Dataset excerpts
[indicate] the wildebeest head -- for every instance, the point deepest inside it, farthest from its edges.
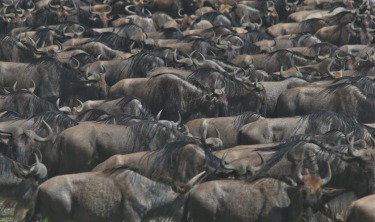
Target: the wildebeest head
(18, 144)
(312, 186)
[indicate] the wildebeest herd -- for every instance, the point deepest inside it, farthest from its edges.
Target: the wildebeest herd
(187, 110)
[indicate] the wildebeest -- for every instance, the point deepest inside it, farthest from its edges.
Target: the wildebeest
(165, 165)
(227, 127)
(133, 67)
(25, 103)
(173, 95)
(361, 210)
(241, 96)
(18, 183)
(55, 80)
(270, 130)
(345, 98)
(352, 164)
(82, 147)
(112, 195)
(265, 199)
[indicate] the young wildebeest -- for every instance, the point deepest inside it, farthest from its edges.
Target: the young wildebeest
(270, 130)
(265, 199)
(345, 98)
(116, 195)
(173, 95)
(227, 127)
(242, 96)
(165, 165)
(362, 210)
(84, 146)
(18, 183)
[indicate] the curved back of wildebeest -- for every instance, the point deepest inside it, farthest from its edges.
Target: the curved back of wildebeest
(12, 50)
(348, 172)
(117, 42)
(15, 192)
(166, 164)
(173, 94)
(363, 82)
(92, 115)
(78, 145)
(359, 102)
(54, 80)
(337, 121)
(136, 66)
(241, 97)
(25, 103)
(6, 115)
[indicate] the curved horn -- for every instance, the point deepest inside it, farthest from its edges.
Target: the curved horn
(77, 62)
(79, 108)
(53, 6)
(354, 28)
(338, 57)
(238, 47)
(32, 7)
(224, 164)
(196, 179)
(19, 11)
(38, 169)
(299, 171)
(159, 114)
(65, 109)
(217, 132)
(282, 71)
(186, 61)
(2, 114)
(196, 62)
(179, 118)
(32, 135)
(127, 9)
(32, 89)
(15, 86)
(355, 153)
(254, 169)
(149, 13)
(204, 132)
(179, 12)
(326, 179)
(329, 69)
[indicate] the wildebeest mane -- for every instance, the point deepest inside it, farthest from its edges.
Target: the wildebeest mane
(233, 87)
(167, 159)
(310, 24)
(30, 105)
(145, 114)
(149, 128)
(119, 119)
(6, 167)
(255, 36)
(92, 115)
(338, 121)
(53, 67)
(12, 50)
(366, 84)
(10, 115)
(54, 118)
(246, 117)
(156, 99)
(294, 145)
(116, 42)
(171, 33)
(136, 62)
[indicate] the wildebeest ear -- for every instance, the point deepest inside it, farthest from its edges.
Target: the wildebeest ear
(5, 139)
(207, 97)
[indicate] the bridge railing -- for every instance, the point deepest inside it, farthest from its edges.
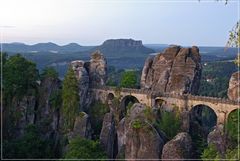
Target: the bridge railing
(178, 96)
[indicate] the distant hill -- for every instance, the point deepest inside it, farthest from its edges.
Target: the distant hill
(123, 47)
(43, 47)
(120, 53)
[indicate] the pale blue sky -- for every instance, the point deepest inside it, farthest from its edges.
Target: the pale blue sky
(90, 22)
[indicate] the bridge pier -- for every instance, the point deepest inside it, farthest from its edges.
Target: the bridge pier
(221, 118)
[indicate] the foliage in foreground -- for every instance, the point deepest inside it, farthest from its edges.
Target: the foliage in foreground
(81, 148)
(49, 72)
(30, 145)
(169, 123)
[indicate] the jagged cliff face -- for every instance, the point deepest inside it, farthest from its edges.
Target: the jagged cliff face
(234, 87)
(89, 74)
(97, 69)
(176, 70)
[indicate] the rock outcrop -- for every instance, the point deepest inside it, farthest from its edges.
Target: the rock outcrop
(83, 79)
(123, 47)
(82, 127)
(177, 70)
(25, 110)
(97, 69)
(234, 87)
(108, 134)
(179, 148)
(89, 74)
(218, 139)
(49, 90)
(137, 137)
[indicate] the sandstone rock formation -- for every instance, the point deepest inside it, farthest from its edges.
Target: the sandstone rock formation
(108, 134)
(138, 136)
(97, 69)
(234, 87)
(83, 79)
(48, 89)
(179, 148)
(25, 111)
(123, 47)
(218, 139)
(177, 70)
(92, 73)
(82, 126)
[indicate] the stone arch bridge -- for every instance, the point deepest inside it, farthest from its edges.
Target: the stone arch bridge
(221, 107)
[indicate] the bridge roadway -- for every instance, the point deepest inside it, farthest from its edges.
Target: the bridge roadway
(186, 102)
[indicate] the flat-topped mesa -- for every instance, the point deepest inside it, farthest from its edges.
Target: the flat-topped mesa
(123, 43)
(176, 70)
(94, 70)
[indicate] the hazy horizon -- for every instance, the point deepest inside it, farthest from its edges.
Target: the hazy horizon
(186, 23)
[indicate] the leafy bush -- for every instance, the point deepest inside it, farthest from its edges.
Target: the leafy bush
(30, 145)
(20, 77)
(169, 123)
(210, 153)
(137, 124)
(81, 148)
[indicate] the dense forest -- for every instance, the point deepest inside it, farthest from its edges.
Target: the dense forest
(27, 136)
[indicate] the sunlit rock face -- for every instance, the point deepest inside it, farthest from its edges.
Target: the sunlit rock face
(82, 127)
(97, 69)
(83, 81)
(89, 74)
(176, 70)
(179, 148)
(234, 87)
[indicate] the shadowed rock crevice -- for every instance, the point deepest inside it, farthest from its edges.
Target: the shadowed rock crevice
(176, 70)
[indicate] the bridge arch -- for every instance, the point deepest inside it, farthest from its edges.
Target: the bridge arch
(126, 102)
(159, 102)
(205, 115)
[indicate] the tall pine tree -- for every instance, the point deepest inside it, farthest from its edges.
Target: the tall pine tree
(70, 98)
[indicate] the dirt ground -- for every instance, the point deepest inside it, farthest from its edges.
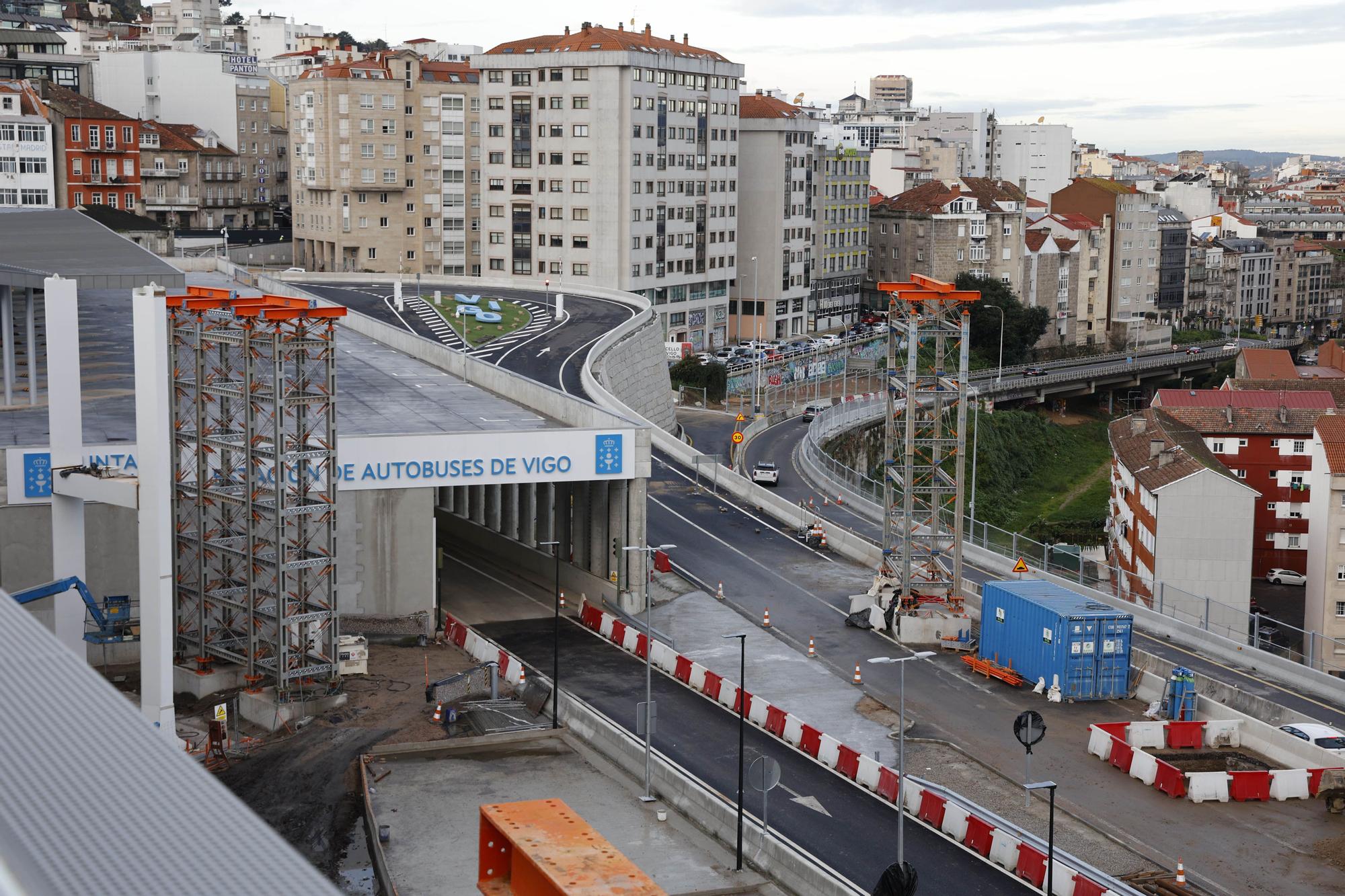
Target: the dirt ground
(305, 784)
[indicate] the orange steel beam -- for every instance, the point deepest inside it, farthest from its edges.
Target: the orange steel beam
(544, 848)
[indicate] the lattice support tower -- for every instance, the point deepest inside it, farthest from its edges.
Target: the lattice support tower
(925, 442)
(255, 486)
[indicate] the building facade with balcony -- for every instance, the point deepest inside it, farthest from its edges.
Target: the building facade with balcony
(611, 158)
(98, 151)
(28, 162)
(1264, 439)
(1178, 517)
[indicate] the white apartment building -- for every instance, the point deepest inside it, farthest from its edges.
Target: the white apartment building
(1324, 598)
(28, 169)
(1043, 154)
(775, 221)
(611, 158)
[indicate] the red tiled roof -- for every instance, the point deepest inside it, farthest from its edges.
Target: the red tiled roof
(1269, 364)
(597, 38)
(759, 106)
(1331, 430)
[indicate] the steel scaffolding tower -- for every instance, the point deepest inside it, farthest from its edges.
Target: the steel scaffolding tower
(255, 485)
(925, 442)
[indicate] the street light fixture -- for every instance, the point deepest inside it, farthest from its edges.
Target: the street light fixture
(556, 637)
(743, 674)
(902, 745)
(1051, 830)
(649, 666)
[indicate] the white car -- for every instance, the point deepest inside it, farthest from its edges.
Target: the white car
(1286, 577)
(766, 474)
(1320, 735)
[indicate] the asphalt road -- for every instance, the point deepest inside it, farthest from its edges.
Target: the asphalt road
(548, 352)
(859, 840)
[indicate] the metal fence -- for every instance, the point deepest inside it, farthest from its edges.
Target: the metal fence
(1215, 616)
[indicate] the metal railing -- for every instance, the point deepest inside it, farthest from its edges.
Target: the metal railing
(1234, 623)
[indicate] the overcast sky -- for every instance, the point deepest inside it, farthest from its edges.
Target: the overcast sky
(1145, 76)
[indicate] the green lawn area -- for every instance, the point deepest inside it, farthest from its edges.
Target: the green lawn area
(514, 317)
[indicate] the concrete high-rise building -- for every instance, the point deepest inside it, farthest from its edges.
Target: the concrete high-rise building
(611, 158)
(385, 166)
(775, 220)
(840, 235)
(891, 89)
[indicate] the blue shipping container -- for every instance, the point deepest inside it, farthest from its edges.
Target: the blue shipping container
(1044, 630)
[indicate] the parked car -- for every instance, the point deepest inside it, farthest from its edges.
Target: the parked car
(1286, 577)
(766, 474)
(1320, 735)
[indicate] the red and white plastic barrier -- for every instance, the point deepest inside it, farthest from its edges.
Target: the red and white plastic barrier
(956, 819)
(1122, 744)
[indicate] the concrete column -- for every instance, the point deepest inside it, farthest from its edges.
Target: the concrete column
(65, 423)
(601, 548)
(509, 510)
(477, 501)
(617, 529)
(493, 506)
(154, 450)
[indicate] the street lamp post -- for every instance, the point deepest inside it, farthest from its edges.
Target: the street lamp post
(743, 674)
(1001, 374)
(556, 637)
(649, 667)
(902, 744)
(1051, 830)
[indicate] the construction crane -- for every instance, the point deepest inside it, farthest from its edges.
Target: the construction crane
(111, 619)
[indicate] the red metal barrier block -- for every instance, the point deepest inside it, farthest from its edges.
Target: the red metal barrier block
(1032, 864)
(849, 762)
(1171, 780)
(1186, 735)
(712, 685)
(1122, 754)
(978, 834)
(1250, 786)
(812, 740)
(888, 780)
(775, 720)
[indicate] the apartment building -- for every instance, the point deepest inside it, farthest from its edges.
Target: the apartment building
(98, 151)
(775, 220)
(1133, 287)
(380, 174)
(611, 158)
(946, 228)
(1324, 598)
(1264, 438)
(28, 159)
(840, 235)
(1179, 517)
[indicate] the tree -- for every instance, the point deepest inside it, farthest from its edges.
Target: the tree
(1023, 326)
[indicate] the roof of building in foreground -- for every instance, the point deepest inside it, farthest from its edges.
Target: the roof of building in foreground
(592, 38)
(56, 712)
(1183, 451)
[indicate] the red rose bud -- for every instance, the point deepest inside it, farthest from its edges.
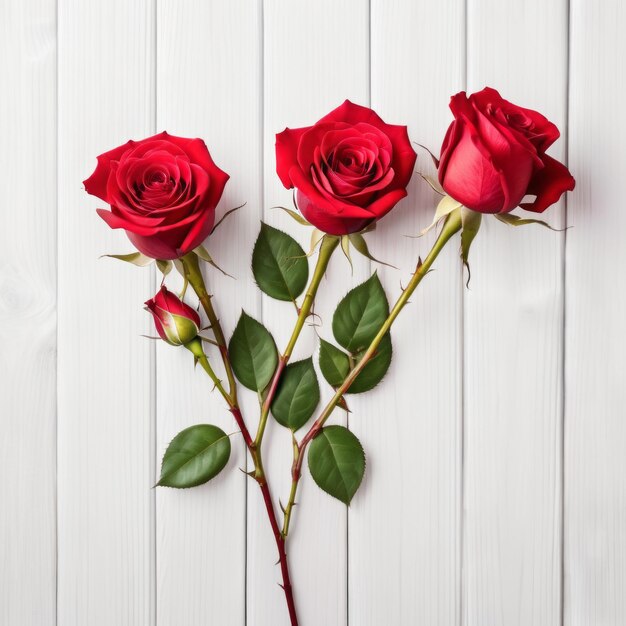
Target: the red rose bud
(162, 190)
(349, 170)
(176, 322)
(494, 154)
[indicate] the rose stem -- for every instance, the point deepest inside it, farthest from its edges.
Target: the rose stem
(194, 276)
(451, 226)
(196, 280)
(329, 243)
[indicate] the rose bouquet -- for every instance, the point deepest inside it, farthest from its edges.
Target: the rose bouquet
(347, 171)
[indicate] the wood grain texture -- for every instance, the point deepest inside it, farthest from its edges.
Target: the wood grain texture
(459, 519)
(316, 56)
(208, 85)
(404, 525)
(595, 429)
(513, 347)
(28, 314)
(105, 368)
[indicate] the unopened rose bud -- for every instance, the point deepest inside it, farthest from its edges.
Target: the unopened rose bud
(176, 322)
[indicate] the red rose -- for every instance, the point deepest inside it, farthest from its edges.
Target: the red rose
(176, 322)
(494, 154)
(163, 191)
(349, 169)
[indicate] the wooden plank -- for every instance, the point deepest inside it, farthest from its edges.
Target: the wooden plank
(208, 82)
(316, 56)
(105, 368)
(595, 430)
(513, 347)
(28, 314)
(405, 525)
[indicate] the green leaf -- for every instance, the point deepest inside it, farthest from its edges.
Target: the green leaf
(136, 258)
(279, 264)
(297, 396)
(360, 315)
(194, 456)
(375, 370)
(337, 462)
(253, 353)
(334, 363)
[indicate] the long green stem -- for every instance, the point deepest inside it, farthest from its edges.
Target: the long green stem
(451, 226)
(329, 243)
(196, 280)
(194, 276)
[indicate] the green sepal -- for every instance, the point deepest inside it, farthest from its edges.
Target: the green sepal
(279, 264)
(165, 266)
(253, 353)
(516, 220)
(360, 314)
(334, 363)
(294, 215)
(297, 396)
(337, 462)
(446, 205)
(345, 248)
(136, 258)
(433, 183)
(194, 456)
(203, 254)
(223, 218)
(360, 245)
(470, 221)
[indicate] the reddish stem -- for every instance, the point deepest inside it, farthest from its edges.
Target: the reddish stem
(282, 552)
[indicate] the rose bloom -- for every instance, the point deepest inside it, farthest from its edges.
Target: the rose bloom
(176, 322)
(349, 169)
(162, 190)
(494, 154)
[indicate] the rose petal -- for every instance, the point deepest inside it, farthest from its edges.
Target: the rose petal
(548, 184)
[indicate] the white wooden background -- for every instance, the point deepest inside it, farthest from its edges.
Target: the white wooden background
(495, 492)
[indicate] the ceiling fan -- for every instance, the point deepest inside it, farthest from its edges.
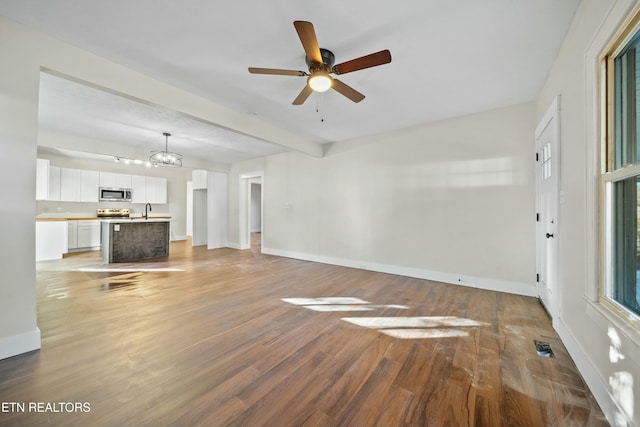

What is being asked
Pick out and copy every line of the listing above that contains the string "topped", treating case as significant.

Output
[indicate] the flat-topped mesa -- for every instance, the point deepest inside it, farthest from its edges.
Target: the flat-topped mesa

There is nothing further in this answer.